- Born: August 20, 1923 Sarnia, Ontario, Canada
- Died: November 18, 1992 (aged 69)
- Position: Winger
- Played for: Indianapolis Capitals St. Louis Flyers Detroit Auto Club Sarnia Sailors
- Playing career: 1943–1952

= Ted Garvin =

Canadian ice hockey player and coach

Ted Garvin (August 20, 1923 – November 18, 1992) was a Canadian ice hockey forward and head coach primarily in the International Hockey League.

==Playing career==
Born in Sarnia, Ontario, he began his playing career in the Eastern Hockey League with the Philadelphia Falcons (1943–44) and Washington Lions (1945–46) and played two seasons with the Sarnia Sailors of the International Hockey League (1949–50 – 1950–51). Garvin led the IHL in goals in the 1949–50 season, scoring 42 with the first-place Sailors. He also finished second in total points that season.
++++++++
**GIVEN PROBLEM A:**
In the article on Ted Garvin, how many goals did he score when he led the IHL in the 1949–50 season?
**GIVEN PROBLEM B:**
Carry on writing the article on Ted Garvin, starting after its last sentence.
The items after this point are not needed.
++++++++
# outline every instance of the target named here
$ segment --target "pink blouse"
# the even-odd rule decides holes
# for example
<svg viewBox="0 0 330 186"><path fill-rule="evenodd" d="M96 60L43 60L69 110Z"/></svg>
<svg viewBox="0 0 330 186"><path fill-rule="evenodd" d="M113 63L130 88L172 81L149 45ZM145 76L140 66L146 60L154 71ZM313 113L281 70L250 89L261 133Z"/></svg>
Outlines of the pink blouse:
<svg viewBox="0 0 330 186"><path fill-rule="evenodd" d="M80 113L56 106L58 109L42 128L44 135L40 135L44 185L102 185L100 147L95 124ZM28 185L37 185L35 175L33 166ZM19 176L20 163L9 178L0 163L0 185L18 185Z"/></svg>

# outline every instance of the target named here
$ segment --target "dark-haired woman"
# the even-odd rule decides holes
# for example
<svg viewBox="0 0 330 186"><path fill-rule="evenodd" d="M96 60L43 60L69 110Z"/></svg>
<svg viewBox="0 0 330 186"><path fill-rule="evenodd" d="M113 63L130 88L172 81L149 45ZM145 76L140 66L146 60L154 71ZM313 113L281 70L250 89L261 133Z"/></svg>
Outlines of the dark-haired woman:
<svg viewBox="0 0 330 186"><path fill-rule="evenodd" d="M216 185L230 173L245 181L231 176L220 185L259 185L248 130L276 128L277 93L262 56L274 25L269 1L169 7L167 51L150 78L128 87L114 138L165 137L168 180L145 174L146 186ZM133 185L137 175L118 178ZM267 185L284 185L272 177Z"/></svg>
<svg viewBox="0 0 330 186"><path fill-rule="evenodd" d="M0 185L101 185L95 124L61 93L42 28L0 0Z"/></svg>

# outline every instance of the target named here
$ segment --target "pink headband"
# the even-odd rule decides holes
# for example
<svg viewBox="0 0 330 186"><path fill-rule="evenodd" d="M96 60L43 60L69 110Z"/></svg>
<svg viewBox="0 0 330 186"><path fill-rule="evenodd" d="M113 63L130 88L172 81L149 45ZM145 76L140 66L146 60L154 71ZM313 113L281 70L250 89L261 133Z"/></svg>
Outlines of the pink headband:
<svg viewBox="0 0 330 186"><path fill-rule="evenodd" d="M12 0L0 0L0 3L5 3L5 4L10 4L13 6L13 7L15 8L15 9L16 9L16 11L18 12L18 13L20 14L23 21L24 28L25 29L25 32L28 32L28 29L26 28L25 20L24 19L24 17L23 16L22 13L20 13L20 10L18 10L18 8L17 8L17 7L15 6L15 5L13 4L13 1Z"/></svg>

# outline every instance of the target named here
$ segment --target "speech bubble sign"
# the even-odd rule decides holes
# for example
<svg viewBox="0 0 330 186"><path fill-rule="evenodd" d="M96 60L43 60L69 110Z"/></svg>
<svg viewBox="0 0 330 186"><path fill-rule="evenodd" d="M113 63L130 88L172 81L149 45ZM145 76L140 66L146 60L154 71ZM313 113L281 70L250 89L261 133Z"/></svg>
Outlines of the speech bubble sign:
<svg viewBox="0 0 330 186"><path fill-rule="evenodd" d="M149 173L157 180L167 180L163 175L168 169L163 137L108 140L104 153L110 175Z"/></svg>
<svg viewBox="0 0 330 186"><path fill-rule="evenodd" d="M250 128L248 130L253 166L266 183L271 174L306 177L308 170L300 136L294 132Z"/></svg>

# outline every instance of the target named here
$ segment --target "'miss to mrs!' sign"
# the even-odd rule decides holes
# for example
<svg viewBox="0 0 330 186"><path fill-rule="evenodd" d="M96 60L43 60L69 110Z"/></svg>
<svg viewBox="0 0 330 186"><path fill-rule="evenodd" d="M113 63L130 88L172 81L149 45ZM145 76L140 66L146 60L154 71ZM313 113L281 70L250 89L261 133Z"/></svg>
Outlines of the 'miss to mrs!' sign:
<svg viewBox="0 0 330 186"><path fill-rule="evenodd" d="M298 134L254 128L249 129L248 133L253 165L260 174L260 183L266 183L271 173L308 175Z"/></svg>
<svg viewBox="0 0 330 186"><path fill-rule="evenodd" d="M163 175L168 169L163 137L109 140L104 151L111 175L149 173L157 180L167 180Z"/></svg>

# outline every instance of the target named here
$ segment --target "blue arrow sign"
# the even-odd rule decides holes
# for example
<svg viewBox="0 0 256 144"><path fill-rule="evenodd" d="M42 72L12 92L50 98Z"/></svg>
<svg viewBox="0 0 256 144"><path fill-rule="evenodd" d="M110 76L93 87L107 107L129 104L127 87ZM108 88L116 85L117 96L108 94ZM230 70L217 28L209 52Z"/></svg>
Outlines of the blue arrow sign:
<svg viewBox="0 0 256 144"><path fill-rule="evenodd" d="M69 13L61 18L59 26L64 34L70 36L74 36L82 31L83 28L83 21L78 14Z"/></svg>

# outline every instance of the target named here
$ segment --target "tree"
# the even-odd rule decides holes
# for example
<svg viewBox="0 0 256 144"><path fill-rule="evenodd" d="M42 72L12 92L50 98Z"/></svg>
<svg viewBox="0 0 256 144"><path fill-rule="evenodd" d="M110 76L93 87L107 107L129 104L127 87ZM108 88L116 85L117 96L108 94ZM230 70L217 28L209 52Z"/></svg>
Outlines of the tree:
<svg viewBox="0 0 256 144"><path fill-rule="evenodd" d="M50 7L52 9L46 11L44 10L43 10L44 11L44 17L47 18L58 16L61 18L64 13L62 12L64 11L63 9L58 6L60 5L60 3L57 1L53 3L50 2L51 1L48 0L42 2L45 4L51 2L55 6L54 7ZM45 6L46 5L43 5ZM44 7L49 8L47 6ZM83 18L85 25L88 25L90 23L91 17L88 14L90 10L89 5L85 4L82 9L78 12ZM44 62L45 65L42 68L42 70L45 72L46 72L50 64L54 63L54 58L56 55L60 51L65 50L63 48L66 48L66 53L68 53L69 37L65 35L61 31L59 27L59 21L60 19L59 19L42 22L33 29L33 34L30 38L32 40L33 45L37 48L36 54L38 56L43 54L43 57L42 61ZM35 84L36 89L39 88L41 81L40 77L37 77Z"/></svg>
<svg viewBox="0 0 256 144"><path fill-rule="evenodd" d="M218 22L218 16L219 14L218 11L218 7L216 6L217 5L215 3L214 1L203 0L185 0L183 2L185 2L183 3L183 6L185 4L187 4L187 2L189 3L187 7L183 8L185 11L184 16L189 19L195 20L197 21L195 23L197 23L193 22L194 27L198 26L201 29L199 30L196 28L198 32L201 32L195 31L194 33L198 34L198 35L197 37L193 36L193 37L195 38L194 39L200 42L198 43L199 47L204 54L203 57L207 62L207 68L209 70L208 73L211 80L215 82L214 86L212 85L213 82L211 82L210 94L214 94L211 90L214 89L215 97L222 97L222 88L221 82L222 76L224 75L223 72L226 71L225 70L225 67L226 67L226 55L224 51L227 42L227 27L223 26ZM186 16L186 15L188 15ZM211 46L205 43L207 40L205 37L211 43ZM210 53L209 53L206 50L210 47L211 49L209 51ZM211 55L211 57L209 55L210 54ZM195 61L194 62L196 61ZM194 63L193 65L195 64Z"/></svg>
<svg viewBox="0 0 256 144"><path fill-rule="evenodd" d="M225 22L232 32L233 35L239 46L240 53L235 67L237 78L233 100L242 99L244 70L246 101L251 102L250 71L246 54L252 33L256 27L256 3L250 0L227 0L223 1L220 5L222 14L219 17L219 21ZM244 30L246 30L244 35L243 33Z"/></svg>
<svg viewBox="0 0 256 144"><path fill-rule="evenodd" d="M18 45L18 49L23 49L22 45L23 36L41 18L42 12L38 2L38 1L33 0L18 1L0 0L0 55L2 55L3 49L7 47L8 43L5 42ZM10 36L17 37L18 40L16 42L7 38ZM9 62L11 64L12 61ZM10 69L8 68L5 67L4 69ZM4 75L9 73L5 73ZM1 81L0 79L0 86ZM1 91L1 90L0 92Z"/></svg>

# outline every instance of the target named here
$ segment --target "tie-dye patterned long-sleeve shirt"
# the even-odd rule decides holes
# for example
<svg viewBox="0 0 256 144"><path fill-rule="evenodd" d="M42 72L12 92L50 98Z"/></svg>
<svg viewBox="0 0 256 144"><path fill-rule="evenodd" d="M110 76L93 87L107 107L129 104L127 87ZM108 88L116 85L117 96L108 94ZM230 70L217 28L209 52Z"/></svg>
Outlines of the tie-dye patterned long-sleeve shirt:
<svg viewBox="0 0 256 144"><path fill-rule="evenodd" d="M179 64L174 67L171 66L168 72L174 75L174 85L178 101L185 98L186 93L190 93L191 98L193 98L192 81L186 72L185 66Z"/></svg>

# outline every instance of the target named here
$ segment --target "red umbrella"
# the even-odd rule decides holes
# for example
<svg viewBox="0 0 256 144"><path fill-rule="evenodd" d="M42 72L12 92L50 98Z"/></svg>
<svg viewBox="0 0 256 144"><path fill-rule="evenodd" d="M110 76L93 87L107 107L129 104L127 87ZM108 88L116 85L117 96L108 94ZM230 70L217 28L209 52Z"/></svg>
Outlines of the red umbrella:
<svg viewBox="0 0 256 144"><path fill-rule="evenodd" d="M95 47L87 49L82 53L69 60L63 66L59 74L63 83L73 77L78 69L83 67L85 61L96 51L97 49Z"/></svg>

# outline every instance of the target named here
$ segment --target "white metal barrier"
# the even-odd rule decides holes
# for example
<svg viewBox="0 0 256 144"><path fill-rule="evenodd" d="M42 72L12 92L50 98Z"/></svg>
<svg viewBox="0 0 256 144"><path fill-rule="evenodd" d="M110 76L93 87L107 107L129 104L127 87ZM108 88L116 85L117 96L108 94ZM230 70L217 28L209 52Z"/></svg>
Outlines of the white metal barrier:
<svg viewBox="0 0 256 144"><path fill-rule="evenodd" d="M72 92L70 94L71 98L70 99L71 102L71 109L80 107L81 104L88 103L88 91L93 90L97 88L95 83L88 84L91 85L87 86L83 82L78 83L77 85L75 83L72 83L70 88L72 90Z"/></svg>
++++++++
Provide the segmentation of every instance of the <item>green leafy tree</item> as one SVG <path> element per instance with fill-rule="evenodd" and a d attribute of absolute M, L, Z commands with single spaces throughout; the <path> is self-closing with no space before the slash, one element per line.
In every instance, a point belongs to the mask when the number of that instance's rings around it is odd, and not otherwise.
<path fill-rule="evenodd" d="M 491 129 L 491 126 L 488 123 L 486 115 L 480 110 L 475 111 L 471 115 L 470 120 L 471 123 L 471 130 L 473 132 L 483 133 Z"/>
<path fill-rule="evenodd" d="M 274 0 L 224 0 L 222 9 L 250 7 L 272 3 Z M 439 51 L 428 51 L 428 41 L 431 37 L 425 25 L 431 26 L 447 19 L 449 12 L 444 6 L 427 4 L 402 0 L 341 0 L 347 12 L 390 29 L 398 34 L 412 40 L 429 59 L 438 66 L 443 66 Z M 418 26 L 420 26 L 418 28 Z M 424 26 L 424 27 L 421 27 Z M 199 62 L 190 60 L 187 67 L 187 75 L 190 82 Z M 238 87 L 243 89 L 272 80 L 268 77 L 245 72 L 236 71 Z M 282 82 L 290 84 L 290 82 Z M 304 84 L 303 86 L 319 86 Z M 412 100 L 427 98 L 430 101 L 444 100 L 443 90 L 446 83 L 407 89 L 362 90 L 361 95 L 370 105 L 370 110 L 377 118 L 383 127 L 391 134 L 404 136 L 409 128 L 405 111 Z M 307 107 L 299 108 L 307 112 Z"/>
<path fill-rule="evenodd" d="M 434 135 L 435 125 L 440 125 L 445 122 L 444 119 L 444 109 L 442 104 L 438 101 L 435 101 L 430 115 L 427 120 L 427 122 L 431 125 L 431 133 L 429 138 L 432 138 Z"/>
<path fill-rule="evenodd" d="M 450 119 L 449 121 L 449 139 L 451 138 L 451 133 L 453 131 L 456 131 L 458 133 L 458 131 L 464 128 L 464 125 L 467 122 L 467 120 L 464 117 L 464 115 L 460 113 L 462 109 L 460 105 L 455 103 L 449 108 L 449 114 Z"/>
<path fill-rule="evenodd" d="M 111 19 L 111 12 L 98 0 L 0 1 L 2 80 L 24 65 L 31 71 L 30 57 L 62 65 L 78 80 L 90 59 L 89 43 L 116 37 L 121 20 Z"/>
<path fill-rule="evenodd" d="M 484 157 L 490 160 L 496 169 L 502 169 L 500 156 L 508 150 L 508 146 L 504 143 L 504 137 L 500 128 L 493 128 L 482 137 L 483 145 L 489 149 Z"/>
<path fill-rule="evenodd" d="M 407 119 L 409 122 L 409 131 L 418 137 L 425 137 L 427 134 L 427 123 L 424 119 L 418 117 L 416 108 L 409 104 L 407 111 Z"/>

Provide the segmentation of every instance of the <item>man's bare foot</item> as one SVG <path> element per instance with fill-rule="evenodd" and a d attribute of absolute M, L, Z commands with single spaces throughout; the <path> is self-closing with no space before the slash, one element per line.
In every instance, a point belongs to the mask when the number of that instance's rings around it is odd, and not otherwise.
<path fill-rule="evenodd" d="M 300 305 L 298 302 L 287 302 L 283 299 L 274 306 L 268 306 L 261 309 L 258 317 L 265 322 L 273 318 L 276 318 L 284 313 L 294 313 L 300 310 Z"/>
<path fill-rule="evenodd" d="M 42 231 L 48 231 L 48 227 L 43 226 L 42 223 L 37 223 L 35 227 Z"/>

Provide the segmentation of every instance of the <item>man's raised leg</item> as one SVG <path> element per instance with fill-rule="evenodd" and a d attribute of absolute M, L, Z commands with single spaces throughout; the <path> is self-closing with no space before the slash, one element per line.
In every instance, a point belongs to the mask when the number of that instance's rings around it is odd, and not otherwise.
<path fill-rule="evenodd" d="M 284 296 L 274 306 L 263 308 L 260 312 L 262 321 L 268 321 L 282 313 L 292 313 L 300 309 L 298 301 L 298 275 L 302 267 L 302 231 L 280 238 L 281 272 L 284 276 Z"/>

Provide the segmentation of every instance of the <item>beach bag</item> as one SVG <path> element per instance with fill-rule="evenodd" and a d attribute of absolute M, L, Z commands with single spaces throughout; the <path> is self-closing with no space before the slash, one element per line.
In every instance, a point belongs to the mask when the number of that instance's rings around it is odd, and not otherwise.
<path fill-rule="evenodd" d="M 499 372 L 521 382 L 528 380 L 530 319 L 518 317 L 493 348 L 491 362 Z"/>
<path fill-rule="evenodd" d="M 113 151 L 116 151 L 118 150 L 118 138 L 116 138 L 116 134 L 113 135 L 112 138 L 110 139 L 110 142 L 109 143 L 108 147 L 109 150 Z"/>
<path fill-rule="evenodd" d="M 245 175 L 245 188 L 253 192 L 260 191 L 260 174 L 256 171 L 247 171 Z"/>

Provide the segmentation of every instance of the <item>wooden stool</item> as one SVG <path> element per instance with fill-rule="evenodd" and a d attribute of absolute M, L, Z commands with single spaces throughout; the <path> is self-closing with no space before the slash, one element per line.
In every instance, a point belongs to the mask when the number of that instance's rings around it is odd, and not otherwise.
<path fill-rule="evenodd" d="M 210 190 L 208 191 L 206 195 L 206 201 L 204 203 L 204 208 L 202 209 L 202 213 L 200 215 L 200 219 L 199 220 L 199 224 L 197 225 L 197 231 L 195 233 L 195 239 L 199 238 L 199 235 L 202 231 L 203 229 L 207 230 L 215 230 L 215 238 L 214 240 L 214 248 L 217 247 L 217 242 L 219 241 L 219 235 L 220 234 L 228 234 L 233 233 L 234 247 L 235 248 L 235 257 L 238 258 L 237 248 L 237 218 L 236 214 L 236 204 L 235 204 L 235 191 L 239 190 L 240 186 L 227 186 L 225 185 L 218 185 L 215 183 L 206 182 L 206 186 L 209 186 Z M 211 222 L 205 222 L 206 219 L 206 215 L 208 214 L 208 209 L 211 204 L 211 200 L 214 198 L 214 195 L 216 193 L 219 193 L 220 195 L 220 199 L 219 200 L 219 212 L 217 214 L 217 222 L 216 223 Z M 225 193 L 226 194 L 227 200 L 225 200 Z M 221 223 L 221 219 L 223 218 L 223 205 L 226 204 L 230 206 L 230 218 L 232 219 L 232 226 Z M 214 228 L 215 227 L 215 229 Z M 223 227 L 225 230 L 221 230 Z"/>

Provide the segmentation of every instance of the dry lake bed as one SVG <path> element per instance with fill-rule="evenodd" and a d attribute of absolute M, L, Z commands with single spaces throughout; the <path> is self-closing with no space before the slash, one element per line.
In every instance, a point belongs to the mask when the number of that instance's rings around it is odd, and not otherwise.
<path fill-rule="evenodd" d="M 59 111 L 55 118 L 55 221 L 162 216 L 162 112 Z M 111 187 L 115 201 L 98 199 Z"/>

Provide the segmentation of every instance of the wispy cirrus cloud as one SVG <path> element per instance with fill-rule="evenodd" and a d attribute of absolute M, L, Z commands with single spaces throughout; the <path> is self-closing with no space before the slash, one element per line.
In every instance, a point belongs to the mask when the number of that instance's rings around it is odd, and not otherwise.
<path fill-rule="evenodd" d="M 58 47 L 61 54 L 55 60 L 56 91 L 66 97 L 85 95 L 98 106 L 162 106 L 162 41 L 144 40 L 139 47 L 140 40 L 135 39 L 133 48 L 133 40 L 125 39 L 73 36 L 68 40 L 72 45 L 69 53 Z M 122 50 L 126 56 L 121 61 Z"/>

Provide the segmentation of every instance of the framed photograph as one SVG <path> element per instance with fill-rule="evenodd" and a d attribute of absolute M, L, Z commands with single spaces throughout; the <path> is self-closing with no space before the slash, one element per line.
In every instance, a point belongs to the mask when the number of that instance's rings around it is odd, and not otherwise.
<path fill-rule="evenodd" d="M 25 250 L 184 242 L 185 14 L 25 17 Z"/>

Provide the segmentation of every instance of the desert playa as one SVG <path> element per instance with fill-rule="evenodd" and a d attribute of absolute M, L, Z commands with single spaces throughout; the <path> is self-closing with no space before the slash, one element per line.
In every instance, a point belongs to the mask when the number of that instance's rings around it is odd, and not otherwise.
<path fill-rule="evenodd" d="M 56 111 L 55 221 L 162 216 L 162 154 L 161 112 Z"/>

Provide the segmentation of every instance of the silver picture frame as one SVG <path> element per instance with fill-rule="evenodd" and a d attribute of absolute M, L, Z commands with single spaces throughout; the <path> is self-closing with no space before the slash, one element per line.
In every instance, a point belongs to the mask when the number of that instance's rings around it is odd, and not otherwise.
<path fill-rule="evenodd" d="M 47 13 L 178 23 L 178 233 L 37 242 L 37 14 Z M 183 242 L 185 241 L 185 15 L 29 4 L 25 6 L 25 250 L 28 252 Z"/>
++++++++
**EXPECTED ANSWER A:**
42 goals

**EXPECTED ANSWER B:**
==Coaching career==
Garvin began his coaching career in 1949-50 when he coached the Sarnia Jr. Sailors to the Western Ontario Jr. 'B' championship, even as he was playing with the Sr. Sailors. In 1968, he coached the fabled Sarnia Legionnaires to the Sutherland Cup as all-Ontario Jr. 'B' champs. He returned to the International Hockey League, where he served as head coach of the Port Huron Flags/Port Huron Wings for four seasons (1968–69 – 1971–72). Garvin was hired to coach the Detroit Red Wings in the National Hockey League for the 1973–74 season, but was fired after his first eleven games in which the team went 2–8–1. He again returned to the IHL as head coach of the Toledo Goaldiggers (1974–75 – 1978–79) and the team advanced to the finals three times and won two Turner Cups in 1974–75 and 1977–78. Garvin also served as head coach of the Muskegon Mohawks in the IHL for one final season in 1980–81.

Ted Garvin is a former NHL referee Kerry Fraser's uncle.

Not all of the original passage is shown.